- Exercise prompt -
The output must match the entries below exactly, with pictures removed.

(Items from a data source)

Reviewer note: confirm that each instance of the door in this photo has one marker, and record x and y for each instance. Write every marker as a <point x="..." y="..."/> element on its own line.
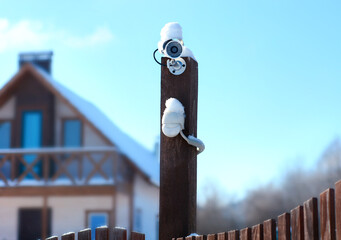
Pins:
<point x="30" y="223"/>
<point x="31" y="137"/>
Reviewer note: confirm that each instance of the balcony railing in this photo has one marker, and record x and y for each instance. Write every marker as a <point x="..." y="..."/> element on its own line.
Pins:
<point x="58" y="166"/>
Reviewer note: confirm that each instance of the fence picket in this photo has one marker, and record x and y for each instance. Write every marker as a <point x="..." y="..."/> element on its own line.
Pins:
<point x="84" y="234"/>
<point x="310" y="213"/>
<point x="297" y="228"/>
<point x="102" y="233"/>
<point x="245" y="234"/>
<point x="68" y="236"/>
<point x="52" y="238"/>
<point x="201" y="237"/>
<point x="284" y="226"/>
<point x="119" y="233"/>
<point x="222" y="236"/>
<point x="327" y="214"/>
<point x="269" y="229"/>
<point x="137" y="236"/>
<point x="233" y="235"/>
<point x="338" y="209"/>
<point x="212" y="237"/>
<point x="257" y="232"/>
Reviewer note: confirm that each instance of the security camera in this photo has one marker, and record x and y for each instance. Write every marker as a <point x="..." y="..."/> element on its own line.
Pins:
<point x="172" y="48"/>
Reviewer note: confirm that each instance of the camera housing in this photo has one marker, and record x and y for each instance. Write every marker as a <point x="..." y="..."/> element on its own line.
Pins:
<point x="172" y="48"/>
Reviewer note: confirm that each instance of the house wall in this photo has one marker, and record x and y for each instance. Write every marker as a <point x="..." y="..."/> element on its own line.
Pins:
<point x="146" y="198"/>
<point x="90" y="137"/>
<point x="9" y="209"/>
<point x="122" y="210"/>
<point x="69" y="213"/>
<point x="7" y="111"/>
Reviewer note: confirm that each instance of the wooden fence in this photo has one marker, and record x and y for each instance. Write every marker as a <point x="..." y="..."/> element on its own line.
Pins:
<point x="102" y="233"/>
<point x="305" y="222"/>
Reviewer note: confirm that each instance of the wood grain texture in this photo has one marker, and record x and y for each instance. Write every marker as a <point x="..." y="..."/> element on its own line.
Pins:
<point x="297" y="227"/>
<point x="257" y="232"/>
<point x="283" y="224"/>
<point x="222" y="236"/>
<point x="137" y="236"/>
<point x="119" y="234"/>
<point x="212" y="237"/>
<point x="52" y="238"/>
<point x="84" y="234"/>
<point x="102" y="233"/>
<point x="310" y="213"/>
<point x="178" y="160"/>
<point x="201" y="237"/>
<point x="245" y="234"/>
<point x="68" y="236"/>
<point x="233" y="235"/>
<point x="327" y="214"/>
<point x="338" y="209"/>
<point x="269" y="229"/>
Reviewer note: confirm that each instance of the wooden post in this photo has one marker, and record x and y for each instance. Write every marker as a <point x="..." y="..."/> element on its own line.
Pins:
<point x="178" y="160"/>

- Written answer -
Reviewer note: confirm that each instance of the door in this photo has one marker, and record x and y for each instance. Write every marker as a <point x="..." y="..."/> element on its own line.
Pins:
<point x="30" y="223"/>
<point x="31" y="137"/>
Reviewer note: confirm that each instance of the balcony railing in this photo has one marker, and record x and y for each instance. Write every marker as a <point x="..." y="..."/> element on its own line.
Pins:
<point x="58" y="166"/>
Reviewer note: confirm that each instance of the fence picket in this photo has one marker, and record x and y for each instance. Write every marker as a <point x="..." y="..."/> element on its own line.
Pins:
<point x="84" y="234"/>
<point x="310" y="213"/>
<point x="297" y="228"/>
<point x="102" y="233"/>
<point x="245" y="234"/>
<point x="68" y="236"/>
<point x="52" y="238"/>
<point x="201" y="237"/>
<point x="284" y="226"/>
<point x="119" y="233"/>
<point x="222" y="236"/>
<point x="327" y="214"/>
<point x="269" y="229"/>
<point x="137" y="236"/>
<point x="233" y="235"/>
<point x="338" y="209"/>
<point x="212" y="237"/>
<point x="257" y="232"/>
Reviewer note: confirm that each instance of the security camera in this photo has one marker, and record x and y for each instance. Write every marker as a <point x="..." y="..."/> element on its own line.
Pins:
<point x="172" y="48"/>
Reviewer note: confirm that each instance of the camera housing in this photo has one marker, and record x and y for each instance. Write every marker as a <point x="..." y="..."/> element on its own line.
Pins:
<point x="172" y="48"/>
Reviewer note: confirm that each instance of the house wall in this photo has one marker, and record x and y for each instance. Write every marker as a <point x="..." y="..."/> element on its own line.
Pins:
<point x="146" y="198"/>
<point x="90" y="137"/>
<point x="9" y="209"/>
<point x="122" y="210"/>
<point x="69" y="213"/>
<point x="7" y="111"/>
Reviewer note: confirm that each instance of the wooden fence in this photo has one marker, and record x and y for each instance. Write every marker as a <point x="..." y="..."/> element on its own line.
Pins:
<point x="102" y="233"/>
<point x="305" y="222"/>
Reviewer note: confirm that each instance of the wood grain texture in this photo has one marker, and record x and y for each instance. Write every marker as a <point x="..." y="..."/> element on its own line.
Pins:
<point x="297" y="227"/>
<point x="257" y="232"/>
<point x="283" y="224"/>
<point x="222" y="236"/>
<point x="137" y="236"/>
<point x="119" y="234"/>
<point x="212" y="237"/>
<point x="52" y="238"/>
<point x="84" y="234"/>
<point x="102" y="233"/>
<point x="310" y="213"/>
<point x="178" y="160"/>
<point x="201" y="237"/>
<point x="245" y="234"/>
<point x="68" y="236"/>
<point x="233" y="235"/>
<point x="327" y="214"/>
<point x="338" y="209"/>
<point x="269" y="229"/>
Reviewer note: confirm that each instance of the wooden post in this photo has one marker, and record x and y for each instance. Write every marker as a <point x="..." y="..."/> element on its own line.
Pins:
<point x="178" y="160"/>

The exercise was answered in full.